- **DESAFIO 1**
Com base no excerto sobre o envio de dados de manifestantes para embaixadas, diga se cada afirmação concorda com ele, respondendo sim ou não e citando as palavras decisivas: (a) a auditoria interna tem 47 páginas; (b) a auditoria foi pedida pelo Expresso; (c) a embaixada russa foi contactada 27 vezes.

- **EXCERTO**
══════════

Política
23 junho 2021 às 21h54

Envio de dados para embaixadas. Gabinete de Medina agravou os procedimentos em 2018

ATUALIZADA. Embaixada russa foi contactada 27 vezes. Auditoria interna conclui que Gabinete de Apoio à Presidência mudou as regras e passou a enviar para as embaixadas visadas dados mesmo quando os protestos não ocorriam junto das instalações da Câmara.

DN e Lusa

Uma auditoria interna da Câmara Municipal de Lisboa sobre o envio de dados de manifestantes para embaixadas revela que o Gabinete de Apoio à Presidência tinha conhecimento desse procedimento desde 2018 e que, desde essa altura, foi imposta uma mudança de procedimentos: não apenas se continuava a informar as embaixadas de manifestações realizadas nas imediações da CML, mas também se passaram a enviar elementos dos manifestantes para as representações visadas pelos protestos mesmo quando estes realizavam noutro local.

"O núcleo do Gabinete de Apoio ao Presidente passou a adotar a prática de remeter o aviso não só para outras entidades de acordo com a localização da realização da manifestação, mas também para as entidades visadas, designadamente as embaixadas", lê-se no documento de 47 páginas citado esta noite pela TSF, que avançou com a notícia.

Nesta auditoria preliminar, pedida agora pelo presidente da Câmara, Fernando Medina, na sequência do escândalo tornado público pelo Expresso e pelo Observador do envio de dados de manifestantes anti-Putin para a embaixada da Rússia, conclui-se ainda que para os casos das manifestações nunca não foi posto em prática o Regulamento Geral de Proteção de Dados, que entrava em vigor nesta altura.

"No âmbito dos levantamentos feitos por esta Equipa de Projeto e pelos vários pivôs identificados nos vários serviços, nomeadamente no âmbito do levantamento realizado pela Secretaria-Geral da Câmara Municipal de Lisboa, o procedimento respeitante ao tratamento de avisos de manifestação não foi contemplado no Privacy Impact Acessment", pode ler-se no documento consultado pela TSF.

Isto apesar de ter sido criada na CML uma equipa de missão "especificamente para a acompanhar a implementação" do processo de adaptação às novas regras. Só que deixaram de fora as manifestações.

══════════

- **DESAFIO 2**
Apresente, copiadas na íntegra, todas as linhas abaixo que contêm a palavra "apartment". Maiúsculas e minúsculas contam.

══════════

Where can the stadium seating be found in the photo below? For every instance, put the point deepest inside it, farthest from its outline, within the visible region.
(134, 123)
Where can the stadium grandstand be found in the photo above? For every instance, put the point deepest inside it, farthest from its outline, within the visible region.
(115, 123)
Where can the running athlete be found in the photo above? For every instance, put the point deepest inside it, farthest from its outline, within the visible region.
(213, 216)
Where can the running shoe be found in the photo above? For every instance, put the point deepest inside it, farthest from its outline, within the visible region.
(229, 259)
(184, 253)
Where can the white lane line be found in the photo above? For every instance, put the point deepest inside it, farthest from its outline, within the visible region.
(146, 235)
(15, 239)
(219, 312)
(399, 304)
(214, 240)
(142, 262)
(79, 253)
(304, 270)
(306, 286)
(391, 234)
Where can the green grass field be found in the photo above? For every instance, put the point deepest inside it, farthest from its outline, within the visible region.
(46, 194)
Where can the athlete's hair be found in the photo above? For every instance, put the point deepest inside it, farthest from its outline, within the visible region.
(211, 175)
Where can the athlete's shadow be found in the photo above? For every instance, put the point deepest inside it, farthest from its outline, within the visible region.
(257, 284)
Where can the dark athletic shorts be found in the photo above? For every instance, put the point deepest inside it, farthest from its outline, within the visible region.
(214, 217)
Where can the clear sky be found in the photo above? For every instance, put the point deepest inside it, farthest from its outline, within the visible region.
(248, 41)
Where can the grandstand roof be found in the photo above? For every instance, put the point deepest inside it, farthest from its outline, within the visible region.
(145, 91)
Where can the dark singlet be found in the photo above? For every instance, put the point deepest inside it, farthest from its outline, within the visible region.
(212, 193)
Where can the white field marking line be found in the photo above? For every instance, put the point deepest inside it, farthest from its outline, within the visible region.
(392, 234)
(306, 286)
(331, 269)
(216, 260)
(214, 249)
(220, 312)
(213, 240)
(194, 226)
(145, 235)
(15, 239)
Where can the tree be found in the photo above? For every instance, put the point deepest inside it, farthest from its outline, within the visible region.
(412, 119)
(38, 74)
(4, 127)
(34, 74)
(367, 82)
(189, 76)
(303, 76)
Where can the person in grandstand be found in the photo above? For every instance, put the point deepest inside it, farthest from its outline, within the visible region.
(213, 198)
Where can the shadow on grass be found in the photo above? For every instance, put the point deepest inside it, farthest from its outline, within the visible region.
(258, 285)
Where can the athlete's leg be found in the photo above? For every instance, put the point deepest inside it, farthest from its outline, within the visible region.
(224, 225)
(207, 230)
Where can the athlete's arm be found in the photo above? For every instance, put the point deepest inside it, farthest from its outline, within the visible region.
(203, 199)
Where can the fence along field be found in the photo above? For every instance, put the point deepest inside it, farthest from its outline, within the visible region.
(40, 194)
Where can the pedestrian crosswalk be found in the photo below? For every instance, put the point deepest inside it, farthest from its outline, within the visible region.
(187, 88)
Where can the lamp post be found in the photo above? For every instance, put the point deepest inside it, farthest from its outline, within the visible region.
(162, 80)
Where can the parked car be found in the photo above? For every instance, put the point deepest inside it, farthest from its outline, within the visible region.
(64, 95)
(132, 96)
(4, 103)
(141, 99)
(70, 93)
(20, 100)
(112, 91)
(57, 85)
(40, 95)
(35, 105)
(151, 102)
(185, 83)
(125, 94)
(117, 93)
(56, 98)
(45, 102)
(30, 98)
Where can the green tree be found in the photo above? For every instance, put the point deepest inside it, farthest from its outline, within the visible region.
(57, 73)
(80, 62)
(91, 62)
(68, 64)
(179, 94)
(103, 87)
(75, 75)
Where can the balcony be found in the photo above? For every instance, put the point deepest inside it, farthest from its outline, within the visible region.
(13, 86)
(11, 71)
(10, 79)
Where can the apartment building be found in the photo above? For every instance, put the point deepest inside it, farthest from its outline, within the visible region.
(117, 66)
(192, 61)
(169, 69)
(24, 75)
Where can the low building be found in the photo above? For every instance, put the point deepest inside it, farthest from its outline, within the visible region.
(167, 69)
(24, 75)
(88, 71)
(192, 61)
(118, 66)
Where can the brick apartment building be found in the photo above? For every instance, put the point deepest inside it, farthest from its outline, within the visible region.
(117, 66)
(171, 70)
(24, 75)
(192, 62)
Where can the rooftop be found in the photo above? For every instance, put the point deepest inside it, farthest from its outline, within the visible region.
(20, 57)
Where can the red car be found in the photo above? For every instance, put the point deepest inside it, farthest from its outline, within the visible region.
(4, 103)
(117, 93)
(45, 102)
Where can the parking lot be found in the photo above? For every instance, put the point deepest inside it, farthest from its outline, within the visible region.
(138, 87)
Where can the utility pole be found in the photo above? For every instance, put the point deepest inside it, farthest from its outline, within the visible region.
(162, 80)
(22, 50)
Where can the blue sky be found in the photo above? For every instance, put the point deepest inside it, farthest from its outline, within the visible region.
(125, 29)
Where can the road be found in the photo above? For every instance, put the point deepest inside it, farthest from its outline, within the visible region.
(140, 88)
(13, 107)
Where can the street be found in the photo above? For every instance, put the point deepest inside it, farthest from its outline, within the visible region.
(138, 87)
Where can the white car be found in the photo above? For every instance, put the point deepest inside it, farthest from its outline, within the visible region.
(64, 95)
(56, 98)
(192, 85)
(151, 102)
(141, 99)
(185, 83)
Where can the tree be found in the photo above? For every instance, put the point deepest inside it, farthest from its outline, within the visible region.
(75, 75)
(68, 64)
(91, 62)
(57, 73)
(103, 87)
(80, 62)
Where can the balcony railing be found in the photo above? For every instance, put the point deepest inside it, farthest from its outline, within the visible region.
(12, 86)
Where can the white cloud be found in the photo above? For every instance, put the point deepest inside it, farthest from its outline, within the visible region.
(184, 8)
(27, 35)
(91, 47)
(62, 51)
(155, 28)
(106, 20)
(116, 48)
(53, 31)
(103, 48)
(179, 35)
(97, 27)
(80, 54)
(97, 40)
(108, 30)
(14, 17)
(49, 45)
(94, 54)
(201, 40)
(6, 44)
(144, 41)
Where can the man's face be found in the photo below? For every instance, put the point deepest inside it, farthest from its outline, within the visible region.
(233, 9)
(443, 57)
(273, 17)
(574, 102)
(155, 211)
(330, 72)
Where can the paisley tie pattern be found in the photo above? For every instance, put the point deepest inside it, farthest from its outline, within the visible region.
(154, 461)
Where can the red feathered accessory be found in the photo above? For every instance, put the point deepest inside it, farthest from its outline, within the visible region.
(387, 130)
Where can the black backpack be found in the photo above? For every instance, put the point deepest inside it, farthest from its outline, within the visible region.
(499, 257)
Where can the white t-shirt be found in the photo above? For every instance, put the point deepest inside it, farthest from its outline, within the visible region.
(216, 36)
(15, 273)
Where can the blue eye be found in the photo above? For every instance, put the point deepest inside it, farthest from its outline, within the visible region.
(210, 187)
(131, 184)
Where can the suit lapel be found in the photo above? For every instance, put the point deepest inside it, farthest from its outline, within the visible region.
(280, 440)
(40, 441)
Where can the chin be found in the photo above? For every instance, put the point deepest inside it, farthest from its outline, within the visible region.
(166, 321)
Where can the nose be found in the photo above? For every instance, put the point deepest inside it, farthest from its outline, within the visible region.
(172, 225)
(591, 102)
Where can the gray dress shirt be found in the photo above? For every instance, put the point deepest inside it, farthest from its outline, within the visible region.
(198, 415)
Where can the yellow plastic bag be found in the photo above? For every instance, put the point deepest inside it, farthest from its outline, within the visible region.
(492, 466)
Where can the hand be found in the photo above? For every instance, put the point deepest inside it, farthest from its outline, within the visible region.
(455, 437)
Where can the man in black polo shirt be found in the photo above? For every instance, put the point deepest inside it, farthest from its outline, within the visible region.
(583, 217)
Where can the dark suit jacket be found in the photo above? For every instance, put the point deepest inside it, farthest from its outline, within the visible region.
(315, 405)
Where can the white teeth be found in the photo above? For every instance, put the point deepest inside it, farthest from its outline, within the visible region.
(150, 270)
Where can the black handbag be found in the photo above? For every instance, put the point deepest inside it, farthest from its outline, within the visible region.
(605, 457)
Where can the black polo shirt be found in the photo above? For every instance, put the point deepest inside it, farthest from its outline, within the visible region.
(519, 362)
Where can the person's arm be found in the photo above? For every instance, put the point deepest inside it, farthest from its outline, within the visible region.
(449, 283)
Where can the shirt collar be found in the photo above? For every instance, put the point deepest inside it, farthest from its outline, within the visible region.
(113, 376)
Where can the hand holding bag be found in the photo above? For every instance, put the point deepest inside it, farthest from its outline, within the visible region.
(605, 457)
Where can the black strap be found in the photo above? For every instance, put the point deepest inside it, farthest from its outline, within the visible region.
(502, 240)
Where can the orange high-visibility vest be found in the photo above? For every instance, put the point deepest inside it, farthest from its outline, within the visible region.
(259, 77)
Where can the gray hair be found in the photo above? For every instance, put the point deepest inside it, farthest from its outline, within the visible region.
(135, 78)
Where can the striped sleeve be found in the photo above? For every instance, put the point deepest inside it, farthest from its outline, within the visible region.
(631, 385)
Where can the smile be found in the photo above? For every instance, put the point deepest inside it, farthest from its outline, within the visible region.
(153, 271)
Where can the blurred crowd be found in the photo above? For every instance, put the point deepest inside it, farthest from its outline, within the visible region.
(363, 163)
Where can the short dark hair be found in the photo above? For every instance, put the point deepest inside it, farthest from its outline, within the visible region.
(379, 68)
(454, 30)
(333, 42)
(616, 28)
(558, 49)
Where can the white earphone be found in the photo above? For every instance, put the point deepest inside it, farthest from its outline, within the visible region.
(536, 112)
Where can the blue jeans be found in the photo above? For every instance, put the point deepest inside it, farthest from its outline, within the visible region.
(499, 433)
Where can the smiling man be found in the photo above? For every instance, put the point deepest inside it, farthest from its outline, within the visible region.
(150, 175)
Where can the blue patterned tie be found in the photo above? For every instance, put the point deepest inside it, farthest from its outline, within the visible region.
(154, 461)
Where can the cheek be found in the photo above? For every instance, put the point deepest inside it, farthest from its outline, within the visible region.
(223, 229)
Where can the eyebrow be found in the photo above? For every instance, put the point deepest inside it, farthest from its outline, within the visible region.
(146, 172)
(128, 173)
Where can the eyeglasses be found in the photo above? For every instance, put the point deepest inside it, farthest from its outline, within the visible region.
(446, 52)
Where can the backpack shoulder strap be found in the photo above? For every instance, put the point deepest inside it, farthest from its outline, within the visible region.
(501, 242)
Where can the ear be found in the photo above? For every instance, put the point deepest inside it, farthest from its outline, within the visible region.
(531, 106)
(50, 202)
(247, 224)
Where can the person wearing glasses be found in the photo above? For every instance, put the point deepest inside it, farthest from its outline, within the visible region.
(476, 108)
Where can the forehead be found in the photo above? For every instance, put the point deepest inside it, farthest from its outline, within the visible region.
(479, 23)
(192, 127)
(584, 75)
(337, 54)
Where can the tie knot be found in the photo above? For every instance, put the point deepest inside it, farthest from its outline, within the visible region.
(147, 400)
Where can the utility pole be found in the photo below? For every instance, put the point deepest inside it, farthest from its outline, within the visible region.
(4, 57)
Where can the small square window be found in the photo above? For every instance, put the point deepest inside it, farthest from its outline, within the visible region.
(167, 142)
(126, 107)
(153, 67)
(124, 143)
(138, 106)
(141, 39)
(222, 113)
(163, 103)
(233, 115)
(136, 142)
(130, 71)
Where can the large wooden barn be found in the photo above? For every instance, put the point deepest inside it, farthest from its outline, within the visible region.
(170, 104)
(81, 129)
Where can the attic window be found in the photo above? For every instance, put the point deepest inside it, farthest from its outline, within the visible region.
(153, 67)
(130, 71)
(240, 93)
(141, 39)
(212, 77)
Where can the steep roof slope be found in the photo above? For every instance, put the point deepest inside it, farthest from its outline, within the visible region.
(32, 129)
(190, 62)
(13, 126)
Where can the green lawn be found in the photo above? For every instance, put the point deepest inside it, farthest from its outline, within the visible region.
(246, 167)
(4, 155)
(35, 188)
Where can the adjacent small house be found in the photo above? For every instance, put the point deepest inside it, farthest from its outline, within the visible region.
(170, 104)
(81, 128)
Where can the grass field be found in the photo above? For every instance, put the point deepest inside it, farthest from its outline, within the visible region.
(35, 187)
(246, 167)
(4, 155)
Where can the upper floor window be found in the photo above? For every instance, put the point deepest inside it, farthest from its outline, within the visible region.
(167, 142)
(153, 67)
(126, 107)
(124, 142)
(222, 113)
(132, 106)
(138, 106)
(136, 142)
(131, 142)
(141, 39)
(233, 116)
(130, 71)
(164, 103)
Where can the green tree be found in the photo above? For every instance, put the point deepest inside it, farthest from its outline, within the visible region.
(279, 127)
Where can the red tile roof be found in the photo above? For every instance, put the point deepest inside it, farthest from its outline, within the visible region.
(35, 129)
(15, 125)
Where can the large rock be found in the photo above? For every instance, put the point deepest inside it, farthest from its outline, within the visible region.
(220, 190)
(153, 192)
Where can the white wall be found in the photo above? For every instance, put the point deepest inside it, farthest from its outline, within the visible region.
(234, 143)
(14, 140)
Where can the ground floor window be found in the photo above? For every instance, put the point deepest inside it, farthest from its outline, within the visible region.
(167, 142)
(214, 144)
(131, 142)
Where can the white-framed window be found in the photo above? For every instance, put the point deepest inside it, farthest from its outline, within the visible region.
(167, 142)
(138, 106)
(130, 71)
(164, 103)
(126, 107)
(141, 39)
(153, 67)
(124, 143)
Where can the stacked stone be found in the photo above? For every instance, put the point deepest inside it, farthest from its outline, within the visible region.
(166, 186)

══════════

- **RESPOSTA ESCRITA 1**
(a) Sim: «documento de 47 páginas».
(b) Não: «pedida agora pelo presidente da Câmara, Fernando Medina».
(c) Sim: «Embaixada russa foi contactada 27 vezes».

- **RESPOSTA ESCRITA 2**
Where can the apartment building be found in the photo above? For every instance, put the point deepest inside it, farthest from its outline, within the visible region.
Where can the brick apartment building be found in the photo above? For every instance, put the point deepest inside it, farthest from its outline, within the visible region.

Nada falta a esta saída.